GIVEN RECORDS ::

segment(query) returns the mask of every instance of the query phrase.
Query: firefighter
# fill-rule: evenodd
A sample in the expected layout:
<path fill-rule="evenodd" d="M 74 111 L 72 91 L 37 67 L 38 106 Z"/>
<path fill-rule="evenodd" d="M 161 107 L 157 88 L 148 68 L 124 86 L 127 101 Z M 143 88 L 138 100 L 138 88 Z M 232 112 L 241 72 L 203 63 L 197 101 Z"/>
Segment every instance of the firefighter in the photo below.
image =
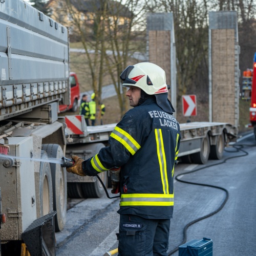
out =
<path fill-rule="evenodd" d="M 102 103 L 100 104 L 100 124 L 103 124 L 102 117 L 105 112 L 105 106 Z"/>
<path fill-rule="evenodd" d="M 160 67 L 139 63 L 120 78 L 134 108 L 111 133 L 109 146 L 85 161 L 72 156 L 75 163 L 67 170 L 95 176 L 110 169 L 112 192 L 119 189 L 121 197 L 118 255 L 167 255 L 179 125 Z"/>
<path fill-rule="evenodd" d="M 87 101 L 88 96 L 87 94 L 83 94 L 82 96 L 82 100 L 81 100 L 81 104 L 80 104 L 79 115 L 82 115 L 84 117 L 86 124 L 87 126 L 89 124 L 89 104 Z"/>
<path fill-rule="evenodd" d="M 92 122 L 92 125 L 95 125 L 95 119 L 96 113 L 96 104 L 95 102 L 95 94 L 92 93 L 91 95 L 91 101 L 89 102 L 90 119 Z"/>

==

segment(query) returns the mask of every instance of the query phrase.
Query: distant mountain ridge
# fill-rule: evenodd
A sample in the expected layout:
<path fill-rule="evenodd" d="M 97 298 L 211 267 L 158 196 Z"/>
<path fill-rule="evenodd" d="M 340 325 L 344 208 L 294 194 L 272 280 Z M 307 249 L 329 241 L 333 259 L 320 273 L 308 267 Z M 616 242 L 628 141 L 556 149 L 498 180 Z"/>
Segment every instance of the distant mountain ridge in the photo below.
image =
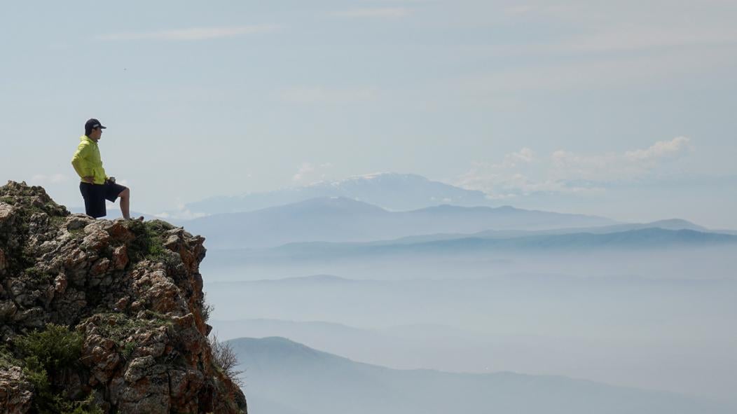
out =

---

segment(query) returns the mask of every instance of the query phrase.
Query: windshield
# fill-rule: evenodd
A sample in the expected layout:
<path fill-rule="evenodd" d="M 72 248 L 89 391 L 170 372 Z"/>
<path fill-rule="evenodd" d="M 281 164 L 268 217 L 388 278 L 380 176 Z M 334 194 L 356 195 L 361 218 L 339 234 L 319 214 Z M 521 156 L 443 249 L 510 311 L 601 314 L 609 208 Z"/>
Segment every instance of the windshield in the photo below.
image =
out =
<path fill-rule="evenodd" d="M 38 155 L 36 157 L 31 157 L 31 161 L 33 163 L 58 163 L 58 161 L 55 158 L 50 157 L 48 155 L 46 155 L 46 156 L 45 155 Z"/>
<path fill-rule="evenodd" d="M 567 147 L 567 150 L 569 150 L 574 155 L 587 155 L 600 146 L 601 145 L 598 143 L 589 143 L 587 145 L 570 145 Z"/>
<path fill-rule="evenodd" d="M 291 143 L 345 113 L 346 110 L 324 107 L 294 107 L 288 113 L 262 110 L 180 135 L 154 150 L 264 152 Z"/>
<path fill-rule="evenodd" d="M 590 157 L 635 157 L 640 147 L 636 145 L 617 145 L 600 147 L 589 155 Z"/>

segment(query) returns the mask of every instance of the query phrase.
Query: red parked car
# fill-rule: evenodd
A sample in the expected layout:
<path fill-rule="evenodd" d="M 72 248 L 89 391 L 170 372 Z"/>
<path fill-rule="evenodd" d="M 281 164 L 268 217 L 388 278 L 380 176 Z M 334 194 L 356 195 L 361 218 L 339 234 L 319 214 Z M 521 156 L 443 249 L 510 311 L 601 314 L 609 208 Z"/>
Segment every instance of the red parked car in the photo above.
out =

WHAT TO DO :: Please count how many lines in the entries above contain the string "photo", matching case exactly, and reply with only that number.

FULL SOLUTION :: 4